= Written task 1 =
Render the records as a Markdown table with the columns Row and Entry, starting at the line that contains "strata shown above." and ending at the line that contains "(1124, 163)". Include both of those lines, number each row, and leave out blank lines.

= Extracted text =
▶

At the time that Directive 2019/790/EU (DSM Directive) was being developed, much media attention was focussed, over a period of many months, on the liability of online content sharing service providers for content uploaded by their users. Initially in Art. 13 and ultimately in Art. 17 of the DSM Directive, the Directive stipulates that online content sharing service providers like YouTube or Vimeo are now also responsible under copyright law for user uploads, if these providers fail to meet certain obligations. The German implementation of Art. 17 DSM Directive came into force on 1 August 2021, shortly after the deadline for transposition expired with the adoption of the Act on the Copyright Liability of Online Content Sharing Service Providers (UrhDaG). This provides for a complex regulatory mechanism which affects not only platform operators, but also users and rightholders. The purpose of this article is to shed some light on how this mechanism works.

1. Structure of the UrhDaG

Instead of implementing Art. 17 DSM Directive into German law through means of selective modification of each of the relevant affected sections of the German Copyright Act, the German legislature decided to implement it by means of a standalone act. At the core of the Act is a licensing obligation (Sec. 4 UrhDaG) and blocking obligations (Sec. 7, Sec. 8 UrhDaG); general responsibility under copyright law for user uploads is established in Sec. 1 UrhDaG.

2. Service provider responsibility under copyright law for user uploads

According to Sec. 1(1) UrhDaG, service providers are deemed to have carried out their own act of communication to the public, within the meaning of Sec. 2 UrhDaG, if they give the public access to copyright-protected works uploaded by their users.

Under the provisions of Sec. 1(2) UrhDaG, however, service providers can absolve themselves of their responsibility under copyright law. They can achieve this by meeting their obligations under Sec. 4 UrhDaG (obligation to obtain rights where possible and proportionate) and under Sec. 7 to 11 UrhDaG (blocking obligations). If this is unsuccessful, the legal consequences are decided, in the absence of provisions stipulating otherwise, according to Sec. 97 et seqq. UrhG.

◀

= Information supplied =
▶

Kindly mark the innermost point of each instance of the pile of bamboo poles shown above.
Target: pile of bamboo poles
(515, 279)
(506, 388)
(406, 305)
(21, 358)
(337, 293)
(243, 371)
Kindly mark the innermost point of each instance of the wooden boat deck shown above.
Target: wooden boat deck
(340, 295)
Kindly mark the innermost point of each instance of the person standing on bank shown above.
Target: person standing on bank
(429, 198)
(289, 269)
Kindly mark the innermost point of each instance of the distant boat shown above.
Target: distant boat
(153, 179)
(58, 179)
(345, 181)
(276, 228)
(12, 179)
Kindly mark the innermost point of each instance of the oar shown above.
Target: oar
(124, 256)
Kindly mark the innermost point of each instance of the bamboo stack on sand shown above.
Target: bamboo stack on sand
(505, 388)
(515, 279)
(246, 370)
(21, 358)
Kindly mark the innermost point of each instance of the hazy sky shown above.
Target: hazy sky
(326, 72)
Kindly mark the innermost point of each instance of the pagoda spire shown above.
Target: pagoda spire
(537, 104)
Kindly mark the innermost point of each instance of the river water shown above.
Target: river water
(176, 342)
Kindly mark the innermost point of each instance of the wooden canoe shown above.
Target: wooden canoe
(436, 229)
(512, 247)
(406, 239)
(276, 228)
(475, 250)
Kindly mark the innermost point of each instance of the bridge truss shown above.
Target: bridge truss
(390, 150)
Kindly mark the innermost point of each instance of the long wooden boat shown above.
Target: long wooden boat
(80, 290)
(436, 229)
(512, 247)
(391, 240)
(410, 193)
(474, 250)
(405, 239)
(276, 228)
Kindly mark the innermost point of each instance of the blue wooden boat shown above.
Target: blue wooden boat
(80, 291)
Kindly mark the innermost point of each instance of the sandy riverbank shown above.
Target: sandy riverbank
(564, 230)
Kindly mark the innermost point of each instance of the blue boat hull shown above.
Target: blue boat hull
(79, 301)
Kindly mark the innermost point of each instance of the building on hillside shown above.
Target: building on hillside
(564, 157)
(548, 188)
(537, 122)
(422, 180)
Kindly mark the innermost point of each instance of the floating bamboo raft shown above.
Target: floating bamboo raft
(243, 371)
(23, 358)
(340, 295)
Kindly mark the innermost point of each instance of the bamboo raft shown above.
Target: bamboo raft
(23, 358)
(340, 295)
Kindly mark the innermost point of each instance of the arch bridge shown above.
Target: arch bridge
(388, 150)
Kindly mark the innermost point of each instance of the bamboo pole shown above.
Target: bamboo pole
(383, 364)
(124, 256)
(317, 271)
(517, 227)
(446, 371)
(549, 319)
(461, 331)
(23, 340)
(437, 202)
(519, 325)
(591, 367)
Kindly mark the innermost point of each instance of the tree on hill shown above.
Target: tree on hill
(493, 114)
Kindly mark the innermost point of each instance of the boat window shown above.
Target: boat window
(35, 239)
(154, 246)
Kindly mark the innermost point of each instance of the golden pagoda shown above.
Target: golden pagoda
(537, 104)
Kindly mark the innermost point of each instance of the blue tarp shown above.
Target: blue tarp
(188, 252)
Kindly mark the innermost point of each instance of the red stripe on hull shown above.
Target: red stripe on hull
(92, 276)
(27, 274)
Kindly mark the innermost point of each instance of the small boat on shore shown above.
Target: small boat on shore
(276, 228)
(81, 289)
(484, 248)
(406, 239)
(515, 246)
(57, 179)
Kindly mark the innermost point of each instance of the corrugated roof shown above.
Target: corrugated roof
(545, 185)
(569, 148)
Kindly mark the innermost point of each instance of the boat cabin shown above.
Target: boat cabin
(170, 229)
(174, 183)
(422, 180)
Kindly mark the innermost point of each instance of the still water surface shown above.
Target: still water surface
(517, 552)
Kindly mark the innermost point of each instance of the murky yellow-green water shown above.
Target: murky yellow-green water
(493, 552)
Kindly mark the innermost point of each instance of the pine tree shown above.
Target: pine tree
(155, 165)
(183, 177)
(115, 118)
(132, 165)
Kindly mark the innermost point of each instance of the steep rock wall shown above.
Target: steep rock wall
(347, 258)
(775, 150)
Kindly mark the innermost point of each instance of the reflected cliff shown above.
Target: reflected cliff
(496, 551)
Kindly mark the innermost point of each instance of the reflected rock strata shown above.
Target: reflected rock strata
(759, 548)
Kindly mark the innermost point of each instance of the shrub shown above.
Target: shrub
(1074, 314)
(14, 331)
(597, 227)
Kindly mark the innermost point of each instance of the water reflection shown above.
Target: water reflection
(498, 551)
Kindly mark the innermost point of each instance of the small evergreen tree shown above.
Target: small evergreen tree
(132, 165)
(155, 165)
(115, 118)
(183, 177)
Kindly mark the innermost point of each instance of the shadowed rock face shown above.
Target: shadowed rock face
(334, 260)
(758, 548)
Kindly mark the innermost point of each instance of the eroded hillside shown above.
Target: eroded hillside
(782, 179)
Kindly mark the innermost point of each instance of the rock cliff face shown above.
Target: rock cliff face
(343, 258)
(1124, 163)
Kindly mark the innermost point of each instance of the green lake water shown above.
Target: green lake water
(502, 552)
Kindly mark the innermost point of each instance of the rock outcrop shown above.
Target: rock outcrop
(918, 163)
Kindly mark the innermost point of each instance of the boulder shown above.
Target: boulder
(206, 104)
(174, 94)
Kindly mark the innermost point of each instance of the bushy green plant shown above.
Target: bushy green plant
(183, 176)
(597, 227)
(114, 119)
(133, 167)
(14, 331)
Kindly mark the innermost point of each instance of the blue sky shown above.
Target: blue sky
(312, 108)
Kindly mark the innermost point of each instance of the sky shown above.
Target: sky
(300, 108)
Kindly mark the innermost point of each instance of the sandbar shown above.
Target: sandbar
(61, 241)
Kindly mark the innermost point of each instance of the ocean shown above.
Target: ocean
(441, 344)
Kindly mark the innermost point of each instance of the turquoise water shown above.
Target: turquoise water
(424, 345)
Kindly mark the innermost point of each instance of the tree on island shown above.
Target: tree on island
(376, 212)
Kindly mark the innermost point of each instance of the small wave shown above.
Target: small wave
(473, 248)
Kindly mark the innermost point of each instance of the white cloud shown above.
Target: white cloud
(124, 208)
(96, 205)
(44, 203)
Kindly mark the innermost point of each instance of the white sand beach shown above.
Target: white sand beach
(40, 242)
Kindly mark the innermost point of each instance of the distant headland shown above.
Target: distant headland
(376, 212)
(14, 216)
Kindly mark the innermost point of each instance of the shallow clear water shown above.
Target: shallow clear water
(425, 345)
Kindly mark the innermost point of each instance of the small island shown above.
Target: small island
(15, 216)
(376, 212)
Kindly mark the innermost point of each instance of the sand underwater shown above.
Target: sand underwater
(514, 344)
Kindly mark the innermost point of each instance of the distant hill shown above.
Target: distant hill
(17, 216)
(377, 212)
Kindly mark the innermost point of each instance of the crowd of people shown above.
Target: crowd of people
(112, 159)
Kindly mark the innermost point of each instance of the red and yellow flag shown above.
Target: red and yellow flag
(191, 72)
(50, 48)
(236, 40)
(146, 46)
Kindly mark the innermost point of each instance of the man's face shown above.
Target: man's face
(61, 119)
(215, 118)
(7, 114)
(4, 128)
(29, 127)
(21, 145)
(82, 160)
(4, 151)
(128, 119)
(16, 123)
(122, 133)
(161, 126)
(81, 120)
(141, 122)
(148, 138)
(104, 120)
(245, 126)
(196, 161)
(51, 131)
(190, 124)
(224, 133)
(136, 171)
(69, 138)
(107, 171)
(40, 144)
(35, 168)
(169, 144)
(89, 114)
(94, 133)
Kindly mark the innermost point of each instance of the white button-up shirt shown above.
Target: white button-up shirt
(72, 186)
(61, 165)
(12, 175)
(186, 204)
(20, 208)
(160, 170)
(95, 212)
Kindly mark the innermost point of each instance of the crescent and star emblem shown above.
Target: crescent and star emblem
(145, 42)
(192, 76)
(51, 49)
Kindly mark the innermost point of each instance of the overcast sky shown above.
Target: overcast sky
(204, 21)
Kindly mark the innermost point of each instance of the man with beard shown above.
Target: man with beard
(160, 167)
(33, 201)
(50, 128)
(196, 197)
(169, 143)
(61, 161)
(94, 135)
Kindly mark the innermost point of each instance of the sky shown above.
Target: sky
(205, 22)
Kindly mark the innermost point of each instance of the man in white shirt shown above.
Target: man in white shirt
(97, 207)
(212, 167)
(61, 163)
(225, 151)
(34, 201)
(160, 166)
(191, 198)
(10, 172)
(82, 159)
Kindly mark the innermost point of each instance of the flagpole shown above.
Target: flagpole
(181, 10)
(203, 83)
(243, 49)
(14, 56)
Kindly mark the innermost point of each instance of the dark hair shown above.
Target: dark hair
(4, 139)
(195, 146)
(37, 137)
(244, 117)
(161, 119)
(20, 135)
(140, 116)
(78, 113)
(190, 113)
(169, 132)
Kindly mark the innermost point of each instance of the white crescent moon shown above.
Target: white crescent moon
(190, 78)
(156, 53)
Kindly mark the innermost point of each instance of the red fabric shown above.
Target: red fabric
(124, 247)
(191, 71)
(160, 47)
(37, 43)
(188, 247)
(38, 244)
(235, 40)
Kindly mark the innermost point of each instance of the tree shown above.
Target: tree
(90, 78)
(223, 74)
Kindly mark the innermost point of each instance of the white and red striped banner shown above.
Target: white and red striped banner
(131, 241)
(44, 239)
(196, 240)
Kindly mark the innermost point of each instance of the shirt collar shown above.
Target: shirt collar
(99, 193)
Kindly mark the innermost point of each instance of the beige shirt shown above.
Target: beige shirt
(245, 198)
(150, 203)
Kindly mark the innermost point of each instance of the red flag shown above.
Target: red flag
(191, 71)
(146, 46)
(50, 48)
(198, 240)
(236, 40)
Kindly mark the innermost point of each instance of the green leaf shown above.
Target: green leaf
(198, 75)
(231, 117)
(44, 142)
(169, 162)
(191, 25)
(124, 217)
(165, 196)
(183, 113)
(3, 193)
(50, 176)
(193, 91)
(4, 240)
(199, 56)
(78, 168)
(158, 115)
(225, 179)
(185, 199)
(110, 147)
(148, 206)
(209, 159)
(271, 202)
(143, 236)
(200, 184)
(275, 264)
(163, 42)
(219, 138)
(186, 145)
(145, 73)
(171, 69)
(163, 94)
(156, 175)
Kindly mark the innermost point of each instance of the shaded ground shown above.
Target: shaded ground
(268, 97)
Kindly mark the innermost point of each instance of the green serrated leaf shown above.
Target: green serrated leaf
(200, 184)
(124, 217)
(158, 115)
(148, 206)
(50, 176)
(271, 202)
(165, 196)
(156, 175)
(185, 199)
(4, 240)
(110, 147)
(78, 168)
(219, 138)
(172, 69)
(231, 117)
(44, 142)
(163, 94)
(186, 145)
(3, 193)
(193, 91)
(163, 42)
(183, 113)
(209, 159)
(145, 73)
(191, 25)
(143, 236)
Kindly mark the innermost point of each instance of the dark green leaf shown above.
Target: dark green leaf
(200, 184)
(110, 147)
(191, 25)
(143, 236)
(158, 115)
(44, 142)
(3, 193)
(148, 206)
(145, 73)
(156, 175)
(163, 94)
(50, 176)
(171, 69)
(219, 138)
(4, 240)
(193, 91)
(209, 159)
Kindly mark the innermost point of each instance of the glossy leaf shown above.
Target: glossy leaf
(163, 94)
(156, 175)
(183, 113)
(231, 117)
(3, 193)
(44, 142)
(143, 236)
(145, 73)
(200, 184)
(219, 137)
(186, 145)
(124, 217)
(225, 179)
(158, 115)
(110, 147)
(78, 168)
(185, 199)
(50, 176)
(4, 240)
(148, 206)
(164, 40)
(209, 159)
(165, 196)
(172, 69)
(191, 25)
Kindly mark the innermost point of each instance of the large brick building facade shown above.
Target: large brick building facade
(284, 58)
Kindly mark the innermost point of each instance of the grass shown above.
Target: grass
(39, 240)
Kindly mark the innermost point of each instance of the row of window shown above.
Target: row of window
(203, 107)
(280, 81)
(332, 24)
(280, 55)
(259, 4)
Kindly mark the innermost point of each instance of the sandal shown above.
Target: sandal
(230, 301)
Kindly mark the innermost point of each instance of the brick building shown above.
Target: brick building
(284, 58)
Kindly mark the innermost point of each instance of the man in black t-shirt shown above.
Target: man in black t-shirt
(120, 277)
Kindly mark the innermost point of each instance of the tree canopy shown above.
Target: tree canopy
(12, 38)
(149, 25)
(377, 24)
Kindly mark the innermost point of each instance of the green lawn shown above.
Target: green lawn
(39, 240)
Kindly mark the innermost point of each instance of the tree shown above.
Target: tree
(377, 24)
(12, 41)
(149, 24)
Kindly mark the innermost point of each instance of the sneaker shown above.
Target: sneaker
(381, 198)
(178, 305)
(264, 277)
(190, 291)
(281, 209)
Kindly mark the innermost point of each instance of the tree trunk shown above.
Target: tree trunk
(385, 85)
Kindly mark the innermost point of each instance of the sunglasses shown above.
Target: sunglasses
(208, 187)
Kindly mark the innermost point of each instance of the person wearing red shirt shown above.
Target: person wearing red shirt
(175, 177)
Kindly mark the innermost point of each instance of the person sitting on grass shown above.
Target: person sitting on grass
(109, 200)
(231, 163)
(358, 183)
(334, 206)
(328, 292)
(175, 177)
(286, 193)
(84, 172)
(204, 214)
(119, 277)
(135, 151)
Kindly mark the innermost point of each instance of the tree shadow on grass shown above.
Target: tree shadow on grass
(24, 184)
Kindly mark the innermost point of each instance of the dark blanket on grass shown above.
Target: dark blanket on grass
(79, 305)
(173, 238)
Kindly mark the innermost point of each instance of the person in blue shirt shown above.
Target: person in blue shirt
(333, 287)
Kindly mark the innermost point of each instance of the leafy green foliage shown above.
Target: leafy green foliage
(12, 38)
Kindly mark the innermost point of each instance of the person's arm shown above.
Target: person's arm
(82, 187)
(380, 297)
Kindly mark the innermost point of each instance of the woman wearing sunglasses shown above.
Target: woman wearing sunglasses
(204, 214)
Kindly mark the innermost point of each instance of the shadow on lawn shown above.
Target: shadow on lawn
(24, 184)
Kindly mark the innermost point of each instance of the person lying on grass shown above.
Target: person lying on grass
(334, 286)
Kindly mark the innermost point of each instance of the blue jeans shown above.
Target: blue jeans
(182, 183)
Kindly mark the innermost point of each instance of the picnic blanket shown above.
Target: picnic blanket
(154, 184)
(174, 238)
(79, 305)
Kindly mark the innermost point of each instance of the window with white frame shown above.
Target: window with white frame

◀

= Written task 2 =
Reproduce verbatim the passage of the copyright liability article starting at "2. Service provider" and ending at "works uploaded by their users.".

= Task answer 1 =
| Row | Entry |
|---|---|
| 1 | Kindly mark the innermost point of each instance of the reflected rock strata shown above. |
| 2 | Target: reflected rock strata |
| 3 | (759, 548) |
| 4 | Kindly mark the innermost point of each instance of the shrub shown above. |
| 5 | Target: shrub |
| 6 | (1074, 314) |
| 7 | (14, 331) |
| 8 | (597, 227) |
| 9 | Kindly mark the innermost point of each instance of the water reflection shown above. |
| 10 | Target: water reflection |
| 11 | (498, 551) |
| 12 | Kindly mark the innermost point of each instance of the small evergreen tree shown above. |
| 13 | Target: small evergreen tree |
| 14 | (132, 165) |
| 15 | (155, 165) |
| 16 | (115, 118) |
| 17 | (183, 177) |
| 18 | Kindly mark the innermost point of each instance of the shadowed rock face shown above. |
| 19 | Target: shadowed rock face |
| 20 | (334, 260) |
| 21 | (758, 548) |
| 22 | Kindly mark the innermost point of each instance of the eroded hillside shown above. |
| 23 | Target: eroded hillside |
| 24 | (782, 179) |
| 25 | Kindly mark the innermost point of each instance of the rock cliff face shown above. |
| 26 | Target: rock cliff face |
| 27 | (343, 258) |
| 28 | (1124, 163) |

= Task answer 2 =
2. Service provider responsibility under copyright law for user uploads

According to Sec. 1(1) UrhDaG, service providers are deemed to have carried out their own act of communication to the public, within the meaning of Sec. 2 UrhDaG, if they give the public access to copyright-protected works uploaded by their users.